• SUPPLIED RECORDS:

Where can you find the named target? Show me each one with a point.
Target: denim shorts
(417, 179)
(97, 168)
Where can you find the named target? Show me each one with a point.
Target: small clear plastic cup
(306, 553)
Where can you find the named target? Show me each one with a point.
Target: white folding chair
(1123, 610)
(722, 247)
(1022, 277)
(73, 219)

• TASK DIRECTIONS: Word for word, print the listing above once more.

• THE COMPLETED TASK:
Where can you find the named target? Show me each one with a point.
Target: denim shorts
(417, 179)
(97, 168)
Where can you find the named target? Show me each one with a point.
Target: small clear plastic cup
(306, 553)
Where can you find the named target? Show me each one with a point.
Target: white folding chair
(1123, 610)
(722, 247)
(1022, 277)
(73, 219)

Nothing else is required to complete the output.